What is asked:
Edit the part of the records that opens with the line containing "Reviewer check: every instance of the fallen" and runs through the end of the records, replacing "fallen log" with "fallen branch" and leaving everything else unchanged.

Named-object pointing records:
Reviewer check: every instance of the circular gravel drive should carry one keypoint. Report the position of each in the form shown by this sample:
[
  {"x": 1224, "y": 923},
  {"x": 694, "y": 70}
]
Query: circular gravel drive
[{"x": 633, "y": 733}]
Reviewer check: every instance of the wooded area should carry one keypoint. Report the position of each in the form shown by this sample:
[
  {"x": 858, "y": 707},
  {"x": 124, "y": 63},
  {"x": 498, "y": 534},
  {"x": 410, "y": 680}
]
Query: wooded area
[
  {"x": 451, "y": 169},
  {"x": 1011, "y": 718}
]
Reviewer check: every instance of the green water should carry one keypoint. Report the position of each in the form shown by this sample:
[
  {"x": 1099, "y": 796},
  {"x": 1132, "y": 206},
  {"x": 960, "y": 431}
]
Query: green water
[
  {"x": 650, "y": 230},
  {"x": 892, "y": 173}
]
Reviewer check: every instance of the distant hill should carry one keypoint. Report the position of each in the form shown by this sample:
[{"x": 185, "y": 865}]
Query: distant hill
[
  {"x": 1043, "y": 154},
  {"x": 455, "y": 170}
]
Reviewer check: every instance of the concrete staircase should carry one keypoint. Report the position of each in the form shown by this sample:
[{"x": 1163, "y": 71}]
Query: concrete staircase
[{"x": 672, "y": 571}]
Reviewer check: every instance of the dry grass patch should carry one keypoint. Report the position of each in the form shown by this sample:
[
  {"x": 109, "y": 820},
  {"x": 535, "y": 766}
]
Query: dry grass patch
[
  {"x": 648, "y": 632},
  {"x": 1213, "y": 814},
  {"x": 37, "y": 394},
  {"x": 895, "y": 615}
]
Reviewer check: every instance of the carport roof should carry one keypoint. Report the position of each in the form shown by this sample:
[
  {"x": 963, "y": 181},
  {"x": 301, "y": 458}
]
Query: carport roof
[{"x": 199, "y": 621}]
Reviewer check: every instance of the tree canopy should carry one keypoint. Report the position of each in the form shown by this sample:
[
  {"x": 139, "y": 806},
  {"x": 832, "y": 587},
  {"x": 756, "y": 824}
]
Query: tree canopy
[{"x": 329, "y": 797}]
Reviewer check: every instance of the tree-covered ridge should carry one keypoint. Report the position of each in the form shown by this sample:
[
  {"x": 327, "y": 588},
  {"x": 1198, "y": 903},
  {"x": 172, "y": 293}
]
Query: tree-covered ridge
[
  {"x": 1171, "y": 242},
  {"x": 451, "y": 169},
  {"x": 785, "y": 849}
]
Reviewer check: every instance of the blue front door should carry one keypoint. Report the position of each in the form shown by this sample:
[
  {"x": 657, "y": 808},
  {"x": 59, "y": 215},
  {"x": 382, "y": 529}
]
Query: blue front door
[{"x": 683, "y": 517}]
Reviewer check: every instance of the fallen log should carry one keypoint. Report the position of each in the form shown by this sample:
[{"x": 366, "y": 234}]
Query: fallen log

Solution for this task:
Reviewer check: every instance of the fallen branch should carry one keypoint. Report the position of each in the form shown by this sample:
[{"x": 366, "y": 234}]
Query: fallen branch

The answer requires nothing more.